## Jobs
**1)** According to the trip report on climbing Mt Tyndall, what is Rockwell Pass famous for?
**2)** Pick up the trip report on climbing Mt Tyndall after its final sentence and keep writing it.

On the morning of Day 5 we got up early and packed up, saying goodbye to Pavla since she was heading in a different direction than us. Her plan was to meet up with some other friends who were heading out via Mt Whitney. Meanwhile, David and I were heading over to Shepherd Pass to set up a base camp for the next couple of nights in order to climb Mt Tyndall and Mt Williamson.
We exited Wright Lakes basin via the simple cross-country Rockwell Pass, a shortcut that would quickly connect us to the trail heading towards Shepherd Pass from the JMT. Rockwell Pass is famous as the location of the highest observed tornado, but I was perfectly happy avoiding such excitement when we visited.
Once we reconnected to trail, we headed east towards Shepherd Pass. The trail climbs gently and easily on this side of the pass, and just before the high point we veered off to the right to lake 3661. The terrain up here is open and unforgiving in bad weather, so once again we appreciated the beautiful day we had going for us.
A few other groups had set up camp around the lake, but we found a fantastic spot with a bit of protection from the wind (should any pick up) and out of the line of sight from pretty much any other campsite around the lake. By 10:30 am, our tent was set up and we started preparing for the rest of the day: a climb of Mt Tyndall.
Mt Tyndall is the lowest of the California 14ers, only about 30 feet higher than its neighbor and yesterday’s climb, Mt Barnard. Numbers are really arbitrary, aren’t they? Just because its elevation starts with 14, Tyndall gets all the attention. ANYWAYS. We had gotten a close look at the southwest slope of Tyndall from Wright Lakes basin, but this was my first time seeing the classic northeast side view in person, complete with beautiful slabby looking ribs. It really was a lovely view from camp.
I was looking forward to the route, following the prominent North Rib to the ridge. In fact, when I had been asking around about my original plan of climbing this peak from Wright Lakes, I was strongly advised that the north rib was a classic route that I would enjoy tremendously, and skipping it would be a crime. So, the North Rib it is!
The North Rib of Tyndall is a class 3 climb of mixed talus, loose dirt with ball-bearing sized rocks, and solid slabs. Once can choose their route along the rib depending on which they prefer. The slabs were a bit steep, and my feet kept sliding on the dirt, so I tried to stick to the large talus as much as possible. It was mostly solid, but if I got too close to the dirt the talus would slide.
The slope is steep and there is enough loose stuff that I wore a helmet, mostly because there were other people on the route above me and if they kicked a rock down in the wrong spot I would have been toast.

## Extracted data
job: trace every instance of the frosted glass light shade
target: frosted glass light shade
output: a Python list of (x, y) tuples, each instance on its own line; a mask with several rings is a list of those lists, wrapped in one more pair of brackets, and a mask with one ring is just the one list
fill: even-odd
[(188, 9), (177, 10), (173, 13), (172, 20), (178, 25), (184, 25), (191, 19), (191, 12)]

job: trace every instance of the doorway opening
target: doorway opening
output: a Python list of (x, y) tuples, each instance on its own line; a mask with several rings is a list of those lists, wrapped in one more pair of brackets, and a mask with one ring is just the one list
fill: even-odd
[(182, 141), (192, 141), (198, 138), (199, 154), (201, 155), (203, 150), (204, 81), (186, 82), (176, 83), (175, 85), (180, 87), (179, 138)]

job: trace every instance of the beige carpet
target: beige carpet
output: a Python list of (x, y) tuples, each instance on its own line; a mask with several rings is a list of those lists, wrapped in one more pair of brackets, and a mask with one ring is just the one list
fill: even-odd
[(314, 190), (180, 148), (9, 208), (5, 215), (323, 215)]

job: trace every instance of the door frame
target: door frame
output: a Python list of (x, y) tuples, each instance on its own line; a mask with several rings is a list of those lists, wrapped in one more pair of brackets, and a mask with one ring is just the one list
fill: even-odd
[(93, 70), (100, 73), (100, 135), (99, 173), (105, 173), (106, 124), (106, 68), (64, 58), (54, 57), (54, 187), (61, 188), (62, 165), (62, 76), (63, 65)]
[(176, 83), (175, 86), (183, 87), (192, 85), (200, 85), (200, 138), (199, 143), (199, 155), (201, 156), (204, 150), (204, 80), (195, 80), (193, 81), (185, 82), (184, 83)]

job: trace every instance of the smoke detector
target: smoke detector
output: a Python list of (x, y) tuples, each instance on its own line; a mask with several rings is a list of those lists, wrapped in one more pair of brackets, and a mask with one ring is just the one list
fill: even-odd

## The responses
**1)** It is the location of the highest observed tornado.

**2)**
After an hour or so of enjoyable climbing up the rib, we were just under the upper ridge and facing the trickiest part of the climb. Getting onto the ridge can be a difficult affair since most of the chutes lead to class 4+ terrain. There is one class 2 chute that works, and finding it is the hardest part. I had studied photos and trip reports and was certain I recognized the correct one. I scrambled up the chute with about 20 feet of vertical class 3 climbing, only to find a wall of class 4+ rock on the other side. That definitely wasn’t it.
We decided we had somehow veered off of the rib and gone too far to the right. We could see where the true rib was, and it was a few hundred feet off to the left. The problem was the terrain in between the chute we were in and the correct rib was slabby but just steep enough that I didn’t trust friction-walking across it. So we descended until we could cross over at a safer spot, finding some convenient cracks in the slabs to wedge our feet into.
Now we were standing under another chute and it also looked like the right one. I can definitely see how people get stymied by this part of the climb. I scrambled on ahead, not enjoying the loose sand and rocks in the chute, but when I popped out at the top I had the view I wanted – the easily-scrambled pile of boulders that led to the summit of Mt Tyndall.
A few more minutes of easy scrambling got us to the summit of Mt Tyndall. Woo hoo! My 5th of the California 14ers and probably my favorite climb of one so far. I’ve done all the ‘easy’ ones so I really enjoyed the more challenging terrain on Tyndall. The views of Williamson Bowl and Wright Lakes Basin are out of this world, and we took the time to take photos, browse the summit register, and stare at Mt Williamson with furrowed brows.
The only tricky part of the descent is finding the top of the notch again. It had been well marked with cairns and I had made sure to visually memorize the 360 degree view as well as mark a GPS waypoint on our ascent. So it was no problem picking our way back to the top of the chute and descending back down to the rib.
The loose ball-bearing dirt was even more annoying on the descent and I had to be careful to keep my feet from sliding out from under me. I ended up staying as close as possible to the top of the rib, sticking to more solid but larger talus boulders. It wasn’t a super quick descent since it was necessary to watch every step, but it was faster than the climb up!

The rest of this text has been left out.